[Your task] Copy the rows from the line containing "Target: picture frame" through the end of the rows, swapping "hoodie" for "sweatshirt" and leaving everything else unchanged.

[Given data]
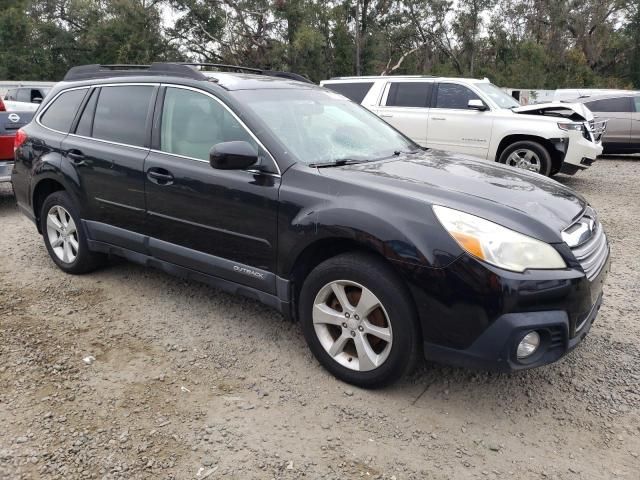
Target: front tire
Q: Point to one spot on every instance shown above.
(64, 236)
(359, 320)
(527, 155)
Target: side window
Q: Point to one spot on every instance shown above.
(452, 95)
(353, 91)
(192, 123)
(23, 95)
(85, 124)
(60, 114)
(621, 104)
(409, 94)
(121, 114)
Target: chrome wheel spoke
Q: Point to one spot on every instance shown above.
(74, 244)
(54, 223)
(323, 314)
(339, 344)
(380, 332)
(341, 295)
(57, 242)
(368, 303)
(367, 358)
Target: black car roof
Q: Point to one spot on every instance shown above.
(230, 77)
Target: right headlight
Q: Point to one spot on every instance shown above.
(496, 244)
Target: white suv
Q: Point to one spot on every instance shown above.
(477, 118)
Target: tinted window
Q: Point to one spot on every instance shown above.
(451, 95)
(60, 114)
(353, 91)
(409, 94)
(24, 95)
(121, 114)
(86, 119)
(192, 123)
(622, 104)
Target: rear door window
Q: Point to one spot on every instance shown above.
(452, 95)
(192, 123)
(60, 114)
(24, 95)
(621, 104)
(409, 94)
(85, 124)
(121, 114)
(353, 91)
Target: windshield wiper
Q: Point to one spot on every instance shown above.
(337, 163)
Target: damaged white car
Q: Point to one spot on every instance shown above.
(477, 118)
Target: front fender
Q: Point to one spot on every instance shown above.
(398, 229)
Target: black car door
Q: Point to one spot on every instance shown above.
(106, 150)
(218, 222)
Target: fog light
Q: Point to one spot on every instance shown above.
(528, 345)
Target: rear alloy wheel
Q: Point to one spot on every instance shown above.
(63, 234)
(527, 155)
(64, 237)
(359, 320)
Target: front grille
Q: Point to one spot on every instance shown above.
(592, 253)
(594, 130)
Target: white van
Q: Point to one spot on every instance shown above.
(477, 118)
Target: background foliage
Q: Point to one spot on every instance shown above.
(518, 43)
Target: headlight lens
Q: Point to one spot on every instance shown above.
(570, 126)
(496, 244)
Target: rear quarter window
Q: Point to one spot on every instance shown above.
(353, 91)
(60, 114)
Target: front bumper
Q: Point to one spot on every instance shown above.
(473, 315)
(5, 171)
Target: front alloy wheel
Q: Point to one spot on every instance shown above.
(359, 319)
(352, 325)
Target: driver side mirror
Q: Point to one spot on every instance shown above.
(236, 155)
(477, 104)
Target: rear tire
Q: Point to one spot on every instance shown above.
(64, 236)
(527, 155)
(359, 320)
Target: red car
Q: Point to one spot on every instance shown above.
(10, 123)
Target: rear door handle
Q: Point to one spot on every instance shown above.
(76, 156)
(160, 176)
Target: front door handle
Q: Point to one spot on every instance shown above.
(76, 156)
(160, 176)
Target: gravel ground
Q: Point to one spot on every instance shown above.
(189, 382)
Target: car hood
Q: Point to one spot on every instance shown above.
(523, 201)
(573, 111)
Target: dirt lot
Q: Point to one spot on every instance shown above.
(189, 382)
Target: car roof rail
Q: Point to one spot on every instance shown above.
(257, 71)
(186, 69)
(87, 72)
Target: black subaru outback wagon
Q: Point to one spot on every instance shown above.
(288, 193)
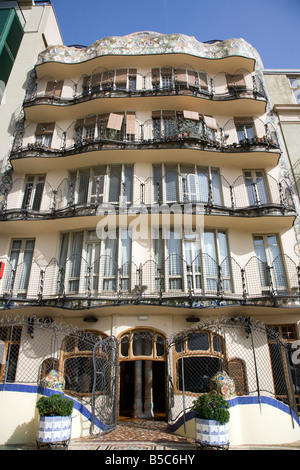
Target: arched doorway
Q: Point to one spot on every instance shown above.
(142, 375)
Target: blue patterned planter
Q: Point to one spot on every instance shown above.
(54, 429)
(211, 433)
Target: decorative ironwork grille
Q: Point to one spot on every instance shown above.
(252, 353)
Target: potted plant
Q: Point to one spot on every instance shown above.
(212, 417)
(54, 419)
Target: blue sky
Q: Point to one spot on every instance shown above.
(271, 26)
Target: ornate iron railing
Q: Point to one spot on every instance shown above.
(23, 199)
(252, 353)
(176, 133)
(174, 279)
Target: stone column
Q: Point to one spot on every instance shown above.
(138, 381)
(148, 406)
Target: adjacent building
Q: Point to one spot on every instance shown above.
(147, 205)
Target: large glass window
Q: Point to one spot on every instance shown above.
(187, 183)
(270, 262)
(245, 130)
(10, 340)
(256, 187)
(44, 134)
(188, 266)
(33, 192)
(21, 255)
(295, 86)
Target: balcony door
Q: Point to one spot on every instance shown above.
(256, 187)
(270, 262)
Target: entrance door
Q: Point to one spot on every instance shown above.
(142, 383)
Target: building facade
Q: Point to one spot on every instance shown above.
(147, 205)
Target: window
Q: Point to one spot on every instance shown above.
(21, 254)
(118, 80)
(238, 372)
(44, 134)
(70, 260)
(142, 343)
(215, 253)
(113, 126)
(295, 86)
(54, 88)
(164, 124)
(286, 385)
(198, 357)
(77, 363)
(256, 187)
(186, 183)
(235, 83)
(182, 260)
(10, 340)
(270, 262)
(33, 192)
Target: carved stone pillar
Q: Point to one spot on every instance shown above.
(148, 405)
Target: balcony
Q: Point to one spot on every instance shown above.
(169, 130)
(217, 95)
(198, 283)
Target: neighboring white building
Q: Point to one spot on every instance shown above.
(27, 28)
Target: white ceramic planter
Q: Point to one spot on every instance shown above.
(211, 433)
(54, 429)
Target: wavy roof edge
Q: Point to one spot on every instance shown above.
(147, 43)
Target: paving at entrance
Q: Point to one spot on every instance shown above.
(136, 435)
(152, 435)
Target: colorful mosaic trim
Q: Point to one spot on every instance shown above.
(243, 400)
(147, 43)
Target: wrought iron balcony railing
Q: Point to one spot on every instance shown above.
(191, 283)
(253, 193)
(175, 82)
(153, 133)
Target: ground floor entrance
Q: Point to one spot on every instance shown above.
(142, 390)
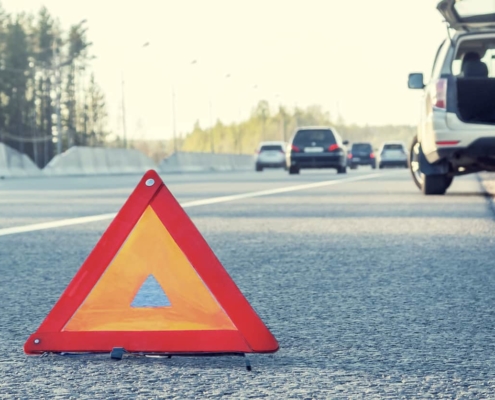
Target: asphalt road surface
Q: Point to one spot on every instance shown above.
(371, 289)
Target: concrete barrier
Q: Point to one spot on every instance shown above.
(80, 160)
(181, 162)
(16, 164)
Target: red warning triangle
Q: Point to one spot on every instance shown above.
(152, 284)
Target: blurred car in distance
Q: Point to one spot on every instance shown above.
(270, 155)
(393, 154)
(361, 154)
(456, 127)
(317, 147)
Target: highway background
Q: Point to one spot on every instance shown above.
(372, 289)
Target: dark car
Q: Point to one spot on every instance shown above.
(317, 147)
(361, 154)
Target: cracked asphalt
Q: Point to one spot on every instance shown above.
(372, 289)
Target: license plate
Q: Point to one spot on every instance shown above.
(313, 150)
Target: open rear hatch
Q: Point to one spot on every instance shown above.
(468, 15)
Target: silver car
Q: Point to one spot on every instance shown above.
(393, 154)
(270, 155)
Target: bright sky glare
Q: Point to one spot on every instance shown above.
(351, 56)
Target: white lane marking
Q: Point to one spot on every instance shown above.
(196, 203)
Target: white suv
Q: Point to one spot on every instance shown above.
(456, 132)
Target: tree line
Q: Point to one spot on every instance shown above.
(47, 87)
(266, 124)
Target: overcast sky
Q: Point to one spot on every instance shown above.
(349, 55)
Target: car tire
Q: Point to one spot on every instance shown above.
(293, 170)
(435, 184)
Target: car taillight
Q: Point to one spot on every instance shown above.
(439, 95)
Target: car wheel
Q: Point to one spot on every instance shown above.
(293, 170)
(436, 184)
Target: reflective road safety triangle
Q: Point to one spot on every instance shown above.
(152, 284)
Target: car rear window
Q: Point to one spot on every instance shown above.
(272, 147)
(320, 137)
(393, 147)
(361, 147)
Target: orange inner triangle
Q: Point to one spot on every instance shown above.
(149, 249)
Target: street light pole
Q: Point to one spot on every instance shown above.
(124, 126)
(174, 122)
(174, 112)
(124, 123)
(211, 132)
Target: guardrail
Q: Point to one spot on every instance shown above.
(83, 161)
(16, 164)
(202, 162)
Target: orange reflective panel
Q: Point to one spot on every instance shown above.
(149, 256)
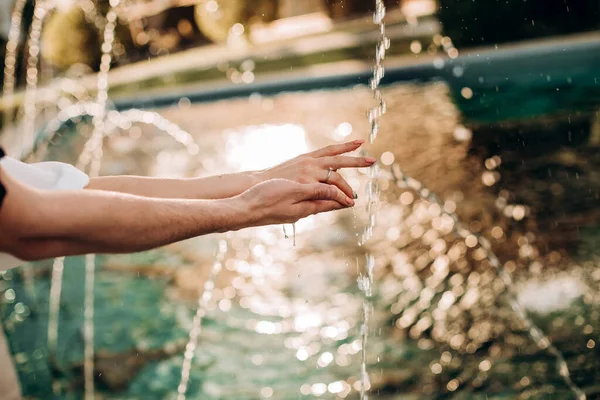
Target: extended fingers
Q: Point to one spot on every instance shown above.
(339, 181)
(321, 191)
(321, 206)
(337, 149)
(337, 162)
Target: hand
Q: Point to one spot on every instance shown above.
(314, 167)
(281, 201)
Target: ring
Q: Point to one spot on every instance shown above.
(329, 174)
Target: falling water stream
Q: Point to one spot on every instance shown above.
(91, 159)
(365, 282)
(203, 304)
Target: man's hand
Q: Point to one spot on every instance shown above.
(314, 167)
(281, 201)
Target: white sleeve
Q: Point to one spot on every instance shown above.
(46, 175)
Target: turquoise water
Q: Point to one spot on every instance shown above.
(285, 320)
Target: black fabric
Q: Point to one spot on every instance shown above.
(2, 188)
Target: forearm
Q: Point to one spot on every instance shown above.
(81, 222)
(214, 187)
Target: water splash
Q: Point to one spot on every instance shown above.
(365, 282)
(54, 303)
(534, 332)
(40, 11)
(203, 303)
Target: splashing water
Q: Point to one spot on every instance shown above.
(203, 303)
(534, 332)
(365, 282)
(29, 104)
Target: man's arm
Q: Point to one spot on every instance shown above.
(41, 224)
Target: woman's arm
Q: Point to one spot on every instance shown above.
(307, 168)
(214, 187)
(41, 224)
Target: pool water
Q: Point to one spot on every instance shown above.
(285, 319)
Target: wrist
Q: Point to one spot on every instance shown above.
(257, 177)
(239, 214)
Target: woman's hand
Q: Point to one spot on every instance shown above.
(315, 167)
(281, 201)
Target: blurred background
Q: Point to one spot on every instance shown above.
(485, 280)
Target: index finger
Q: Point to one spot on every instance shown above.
(322, 191)
(338, 162)
(337, 149)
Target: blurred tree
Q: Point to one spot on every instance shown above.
(481, 22)
(216, 17)
(68, 38)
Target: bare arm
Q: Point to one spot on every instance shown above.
(39, 224)
(214, 187)
(308, 168)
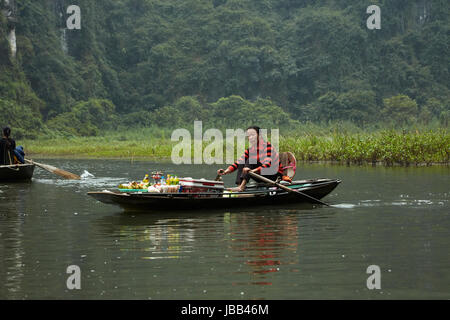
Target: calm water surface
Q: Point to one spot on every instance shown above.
(396, 218)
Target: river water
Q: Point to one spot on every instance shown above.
(395, 218)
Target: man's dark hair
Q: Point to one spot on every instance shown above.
(7, 131)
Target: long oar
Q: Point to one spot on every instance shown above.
(257, 176)
(59, 172)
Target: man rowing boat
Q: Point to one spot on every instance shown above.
(260, 158)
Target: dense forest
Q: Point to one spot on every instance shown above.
(229, 63)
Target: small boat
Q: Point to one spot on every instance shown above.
(16, 172)
(254, 195)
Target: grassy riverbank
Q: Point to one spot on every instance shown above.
(386, 147)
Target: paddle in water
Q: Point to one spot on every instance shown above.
(59, 172)
(257, 176)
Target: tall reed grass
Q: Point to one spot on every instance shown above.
(389, 147)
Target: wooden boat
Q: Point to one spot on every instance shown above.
(256, 195)
(16, 172)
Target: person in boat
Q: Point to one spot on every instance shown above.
(260, 158)
(9, 154)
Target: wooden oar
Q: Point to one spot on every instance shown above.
(59, 172)
(257, 176)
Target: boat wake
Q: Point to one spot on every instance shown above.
(86, 175)
(344, 206)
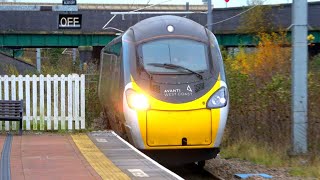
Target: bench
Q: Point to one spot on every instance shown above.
(11, 110)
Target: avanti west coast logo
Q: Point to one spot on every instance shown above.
(178, 92)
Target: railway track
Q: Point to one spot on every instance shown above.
(193, 172)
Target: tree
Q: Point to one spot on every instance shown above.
(258, 19)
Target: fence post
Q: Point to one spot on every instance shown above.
(34, 102)
(13, 97)
(1, 79)
(83, 102)
(76, 100)
(70, 118)
(27, 102)
(20, 88)
(6, 96)
(55, 102)
(48, 102)
(41, 102)
(63, 104)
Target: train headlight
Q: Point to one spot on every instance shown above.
(218, 99)
(136, 100)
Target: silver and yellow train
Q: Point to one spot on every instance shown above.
(163, 86)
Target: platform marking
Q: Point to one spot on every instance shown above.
(138, 173)
(148, 158)
(101, 164)
(101, 140)
(5, 159)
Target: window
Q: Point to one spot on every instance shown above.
(187, 53)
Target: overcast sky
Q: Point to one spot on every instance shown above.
(216, 3)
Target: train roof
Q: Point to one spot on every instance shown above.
(157, 27)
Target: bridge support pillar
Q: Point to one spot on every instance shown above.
(85, 53)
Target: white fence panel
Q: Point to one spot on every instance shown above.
(66, 100)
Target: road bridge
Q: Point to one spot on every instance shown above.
(40, 28)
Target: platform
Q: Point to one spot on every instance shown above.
(96, 155)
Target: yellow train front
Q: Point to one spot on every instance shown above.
(163, 86)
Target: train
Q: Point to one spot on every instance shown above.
(163, 87)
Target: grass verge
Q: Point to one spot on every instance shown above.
(306, 166)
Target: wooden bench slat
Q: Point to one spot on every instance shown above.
(11, 110)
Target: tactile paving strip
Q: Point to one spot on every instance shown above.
(101, 164)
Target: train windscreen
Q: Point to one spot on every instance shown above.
(181, 52)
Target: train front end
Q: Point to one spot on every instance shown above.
(176, 98)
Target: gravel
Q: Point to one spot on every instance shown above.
(226, 168)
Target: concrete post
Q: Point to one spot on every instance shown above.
(299, 77)
(39, 60)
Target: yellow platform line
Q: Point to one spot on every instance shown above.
(101, 164)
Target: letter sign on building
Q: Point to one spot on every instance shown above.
(69, 2)
(70, 21)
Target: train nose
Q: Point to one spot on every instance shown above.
(184, 141)
(179, 128)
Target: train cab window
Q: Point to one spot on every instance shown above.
(182, 52)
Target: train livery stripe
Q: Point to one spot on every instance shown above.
(101, 164)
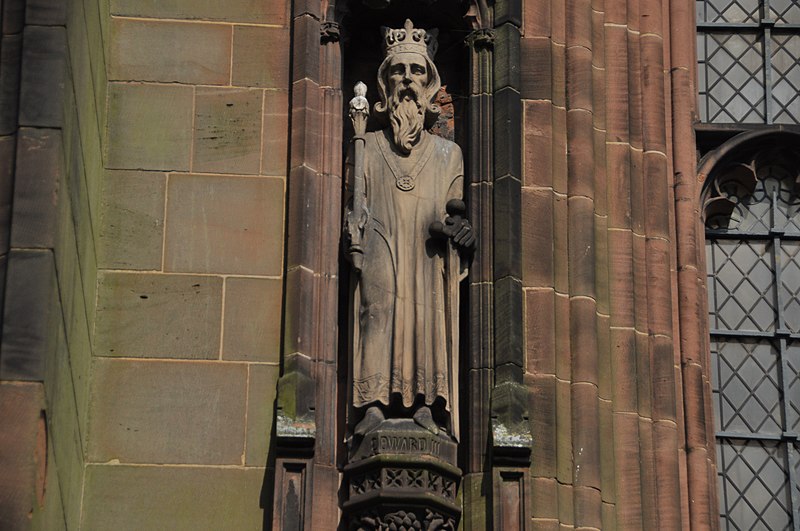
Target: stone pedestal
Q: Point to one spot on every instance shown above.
(401, 476)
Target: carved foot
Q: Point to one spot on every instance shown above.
(424, 418)
(372, 418)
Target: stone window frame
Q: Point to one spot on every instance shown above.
(729, 175)
(768, 31)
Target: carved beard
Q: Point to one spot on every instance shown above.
(407, 117)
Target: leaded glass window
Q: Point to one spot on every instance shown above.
(752, 216)
(749, 61)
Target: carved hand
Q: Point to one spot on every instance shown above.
(456, 226)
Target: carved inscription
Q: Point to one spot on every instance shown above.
(405, 444)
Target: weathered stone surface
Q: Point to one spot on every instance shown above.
(41, 96)
(65, 424)
(134, 141)
(167, 412)
(131, 228)
(45, 12)
(39, 176)
(159, 316)
(169, 52)
(227, 130)
(261, 393)
(275, 134)
(252, 319)
(537, 237)
(10, 48)
(30, 289)
(22, 449)
(261, 57)
(176, 498)
(255, 11)
(224, 225)
(51, 515)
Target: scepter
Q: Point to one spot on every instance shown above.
(357, 218)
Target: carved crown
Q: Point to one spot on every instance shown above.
(410, 39)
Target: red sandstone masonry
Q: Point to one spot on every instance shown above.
(540, 337)
(538, 143)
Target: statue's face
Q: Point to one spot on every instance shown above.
(406, 69)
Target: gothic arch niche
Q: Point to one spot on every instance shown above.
(379, 495)
(751, 211)
(480, 69)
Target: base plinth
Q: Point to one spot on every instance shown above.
(401, 476)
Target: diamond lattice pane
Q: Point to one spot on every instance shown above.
(784, 11)
(728, 11)
(747, 381)
(790, 284)
(734, 71)
(786, 78)
(792, 356)
(742, 284)
(754, 491)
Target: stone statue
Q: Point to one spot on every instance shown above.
(407, 237)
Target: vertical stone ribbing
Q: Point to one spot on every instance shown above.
(698, 441)
(302, 426)
(326, 474)
(659, 249)
(587, 503)
(613, 372)
(480, 361)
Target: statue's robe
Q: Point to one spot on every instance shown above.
(405, 301)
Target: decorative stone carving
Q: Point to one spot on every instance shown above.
(408, 240)
(407, 236)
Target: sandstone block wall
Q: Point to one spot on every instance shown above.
(145, 260)
(190, 261)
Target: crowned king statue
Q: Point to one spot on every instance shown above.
(407, 236)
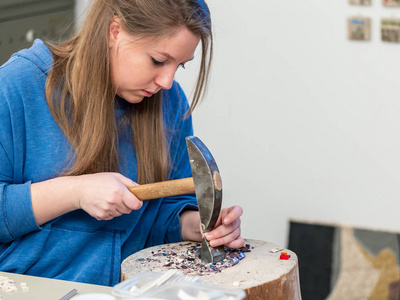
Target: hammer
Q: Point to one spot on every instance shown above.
(206, 183)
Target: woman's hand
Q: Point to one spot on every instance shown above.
(105, 195)
(227, 229)
(102, 195)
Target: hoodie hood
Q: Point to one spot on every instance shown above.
(38, 54)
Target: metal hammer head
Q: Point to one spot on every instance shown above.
(208, 188)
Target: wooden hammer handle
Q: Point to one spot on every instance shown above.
(163, 189)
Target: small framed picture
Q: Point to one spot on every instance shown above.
(359, 28)
(390, 30)
(360, 2)
(391, 3)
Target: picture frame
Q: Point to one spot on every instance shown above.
(359, 28)
(390, 30)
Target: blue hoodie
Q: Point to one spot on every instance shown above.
(33, 148)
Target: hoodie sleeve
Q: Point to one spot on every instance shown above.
(167, 223)
(16, 214)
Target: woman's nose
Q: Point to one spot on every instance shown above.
(165, 79)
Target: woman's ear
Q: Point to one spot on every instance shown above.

[Exercise result]
Target: picture frame
Q: Point to one spot on every instance shown above.
(359, 28)
(390, 30)
Target: blue sweatshirt
Q: Point to one spot on every instance shown above.
(33, 148)
Target: sweatshirt sleeve
Q: Point to one spot on every instance shown above.
(167, 223)
(16, 214)
Target: woman's nose
Q: Point to one spot on every instance shown above.
(165, 79)
Target: woman's ear
Q: Point to one spot on every instance shown above.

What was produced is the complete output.